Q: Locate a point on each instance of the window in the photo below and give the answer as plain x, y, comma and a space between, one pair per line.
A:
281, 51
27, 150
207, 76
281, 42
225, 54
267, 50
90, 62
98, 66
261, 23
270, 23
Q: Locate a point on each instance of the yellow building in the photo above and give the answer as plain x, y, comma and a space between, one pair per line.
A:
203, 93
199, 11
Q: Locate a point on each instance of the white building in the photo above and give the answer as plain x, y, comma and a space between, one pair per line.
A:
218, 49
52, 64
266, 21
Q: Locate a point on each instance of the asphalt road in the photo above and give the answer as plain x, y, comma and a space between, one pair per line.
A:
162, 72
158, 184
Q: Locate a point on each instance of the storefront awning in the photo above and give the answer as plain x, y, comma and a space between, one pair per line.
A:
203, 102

--

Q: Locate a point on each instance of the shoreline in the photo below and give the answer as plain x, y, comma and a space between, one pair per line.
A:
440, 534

...

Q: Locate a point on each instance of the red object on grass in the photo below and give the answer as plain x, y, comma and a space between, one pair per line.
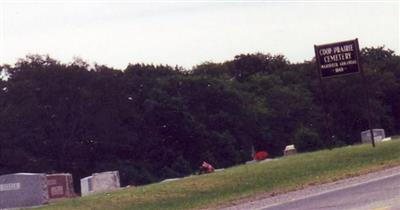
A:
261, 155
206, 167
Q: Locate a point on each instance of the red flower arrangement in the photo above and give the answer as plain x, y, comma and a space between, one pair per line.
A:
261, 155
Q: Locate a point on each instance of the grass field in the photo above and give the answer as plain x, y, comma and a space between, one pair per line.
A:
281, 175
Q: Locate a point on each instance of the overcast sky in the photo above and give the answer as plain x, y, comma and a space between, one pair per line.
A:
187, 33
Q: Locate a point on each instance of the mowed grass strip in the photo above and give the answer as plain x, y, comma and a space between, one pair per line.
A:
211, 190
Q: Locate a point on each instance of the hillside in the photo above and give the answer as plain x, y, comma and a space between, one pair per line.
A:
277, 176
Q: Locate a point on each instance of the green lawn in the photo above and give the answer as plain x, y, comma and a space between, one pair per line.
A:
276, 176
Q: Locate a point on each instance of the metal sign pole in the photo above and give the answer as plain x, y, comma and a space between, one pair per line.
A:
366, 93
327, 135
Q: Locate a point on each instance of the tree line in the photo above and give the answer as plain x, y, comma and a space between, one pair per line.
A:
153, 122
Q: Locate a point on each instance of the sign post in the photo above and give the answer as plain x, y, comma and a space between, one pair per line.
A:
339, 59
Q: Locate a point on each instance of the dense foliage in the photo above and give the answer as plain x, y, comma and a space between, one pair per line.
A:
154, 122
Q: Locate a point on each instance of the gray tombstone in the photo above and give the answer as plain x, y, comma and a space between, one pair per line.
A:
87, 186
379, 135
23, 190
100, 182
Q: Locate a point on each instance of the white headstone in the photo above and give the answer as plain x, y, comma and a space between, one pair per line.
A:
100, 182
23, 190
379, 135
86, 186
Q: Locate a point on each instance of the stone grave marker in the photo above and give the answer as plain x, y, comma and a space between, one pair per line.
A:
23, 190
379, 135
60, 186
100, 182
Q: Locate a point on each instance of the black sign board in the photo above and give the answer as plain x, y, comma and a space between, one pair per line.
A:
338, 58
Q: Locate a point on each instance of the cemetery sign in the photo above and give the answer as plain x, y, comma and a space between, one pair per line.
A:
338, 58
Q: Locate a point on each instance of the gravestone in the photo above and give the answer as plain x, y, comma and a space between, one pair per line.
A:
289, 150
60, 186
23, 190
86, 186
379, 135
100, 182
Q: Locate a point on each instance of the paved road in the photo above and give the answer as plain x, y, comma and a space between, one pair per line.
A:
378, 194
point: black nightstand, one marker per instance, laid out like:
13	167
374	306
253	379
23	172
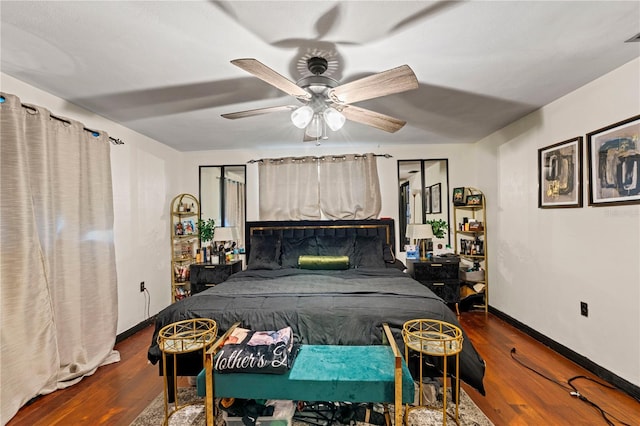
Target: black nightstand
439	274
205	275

## Written request
Count the lines in the items above that contain the word "white" and give only the number.

## Exercise answer
2